Now, as appellant notes, the decree does not reflect whether the district court considered the statutory factors before awarding maintenance to respondent. There is no finding that the amount of the award, $350 per month, is fair and reasonable, no finding it is needed, and no specific findings showing appellant’s income and expenses or respondent’s income and expenses. The documents the parties submitted are ambiguous on the issue of maintenance, and tend to support appellant’s argument that no immediate payment of maintenance was intended. We find it hard to believe, on this record, that this couple planned on awarding permanent maintenance for respondent. At the time of the dissolution, both parties were in their very early 20’s. They lived together as a married couple for just ten months before they separated. There is nothing in the record to indicate that respondent gave up a good job or educational training to marry appellant. The parties had one child before their marriage, and one born shortly after they were married. This marriage is not close to the traditional definitions expressed in such cases as Gales v. Gales, 553 N.W.2d 416, 421 (Minn. 1996) (permanent maintenance not appropriate for a woman in her early 30’s at the time of the dissolution, who worked during the 10-year marriage and pursued her own career). We agree Gales does not provide the exclusive definition of a marriage in which permanent maintenance is appropriate, but the statutory factors set out in Minn. Stat. § 518.552, subd. 2 (2002) must be considered. Neither Gales nor the statute point toward an award of permanent maintenance in this case. On these facts, the reservation of maintenance contained in the MTA seems to indicate a better and more understandable approach to this issue than the actual dissolution decree where under the line questioning whether respondent needs maintenance, both boxes, “yes” and “no”, are checked, and then the yes box appears to be scribbled out.

Recorded data:
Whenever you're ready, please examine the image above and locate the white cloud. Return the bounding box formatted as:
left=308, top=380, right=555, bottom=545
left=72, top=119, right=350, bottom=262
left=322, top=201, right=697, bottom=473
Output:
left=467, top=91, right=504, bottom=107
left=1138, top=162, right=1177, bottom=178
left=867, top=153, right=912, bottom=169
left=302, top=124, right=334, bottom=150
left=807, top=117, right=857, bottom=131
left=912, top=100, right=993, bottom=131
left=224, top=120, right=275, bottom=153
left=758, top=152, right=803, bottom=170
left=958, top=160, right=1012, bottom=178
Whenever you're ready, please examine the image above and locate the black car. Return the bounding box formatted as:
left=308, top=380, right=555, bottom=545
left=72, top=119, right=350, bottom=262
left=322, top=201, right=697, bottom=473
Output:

What is expected:
Carry on the court opinion about the maintenance award, starting right after its last sentence.

Result:
We come just short of reversing the award of maintenance on appeal. We leave the issue of maintenance, and/or its reservation, for remand for reasons discussed later. In the interests of judicial economy and in the interests of equity to respondent, respondent can, at her option, bring a motion to modify child support should she lose maintenance.
The problem in this case is simple. The judiciary needs to take note of it and make the necessary modifications and accommodations. The parties to this dissolution were pro se. The couple approached the district court with hand-executed, form documents. To say that these documents are less than satisfactorily executed would be an understatement. Even though they are a pain in the “gavel,” and the record reflects the district court’s displeasure with the “do-it-yourself” process (and we are not in disagreement with the district court on this issue), it is still incumbent on the courts to examine the documents line by line to make certain they meet the minimum statutory requirements on the important issues of child support and maintenance, and what is reasonable for the obligee and what is reasonable for the obligor to be expected to pay. While there is just enough in the preprinted forms here to justify child support (and that issue is not in dispute and not being appealed), there is nothing in the forms to indicate that, under Minn. Stat. § 518.552, subd. 2, respondent is entitled to an award of maintenance. There is nothing in the form to indicate that appellant had the ability to pay maintenance. We see nothing in the record coming even close to detailed findings about respondent’s reasonable needs for herself and her financial resources. There is not the barest outline of appellant’s financial information.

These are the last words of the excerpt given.